Change the phrase "I would be thankful" to "I would be grateful" throughout the entries below and write them out again with nothing else altered. Omit the pictures from your answer.

--- start of Supplied material ---

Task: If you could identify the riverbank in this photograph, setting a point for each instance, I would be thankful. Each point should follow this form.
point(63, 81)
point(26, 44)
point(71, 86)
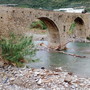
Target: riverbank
point(12, 78)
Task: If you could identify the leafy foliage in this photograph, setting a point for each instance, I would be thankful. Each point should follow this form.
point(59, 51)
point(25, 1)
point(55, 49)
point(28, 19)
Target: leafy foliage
point(38, 24)
point(15, 48)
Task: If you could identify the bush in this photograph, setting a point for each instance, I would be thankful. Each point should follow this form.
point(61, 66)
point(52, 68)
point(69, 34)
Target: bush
point(15, 48)
point(38, 24)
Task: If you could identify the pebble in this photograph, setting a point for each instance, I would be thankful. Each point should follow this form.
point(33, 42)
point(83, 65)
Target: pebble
point(12, 78)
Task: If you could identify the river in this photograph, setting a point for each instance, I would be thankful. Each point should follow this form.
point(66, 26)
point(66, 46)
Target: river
point(76, 65)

--- end of Supplied material ---

**Exercise response:**
Task: If you could identify the riverbank in this photograph, setting a point for each instance, I would be grateful. Each point should follow this form.
point(63, 81)
point(26, 44)
point(71, 86)
Target: riverbank
point(12, 78)
Task: If you could identify the leafy foliage in this photograph, setting a point for each instance, I would be grateful. Each point should follow this form.
point(59, 51)
point(25, 1)
point(55, 49)
point(28, 19)
Target: leafy foliage
point(38, 24)
point(15, 48)
Task: If you could identify the bush in this photograph, setting a point for each instance, I would be grateful. Each point should follow this form.
point(61, 66)
point(52, 68)
point(69, 34)
Target: bush
point(15, 48)
point(38, 24)
Task: If you could identify the pebble in this photograph, setting a point for each instance, I would be grateful. Each point should follow this form.
point(33, 42)
point(83, 65)
Target: pebble
point(12, 78)
Task: If you could identify the river in this photograph, setting a point for each instance, I would be grateful. Each point should follow this form.
point(66, 26)
point(66, 46)
Target: river
point(76, 65)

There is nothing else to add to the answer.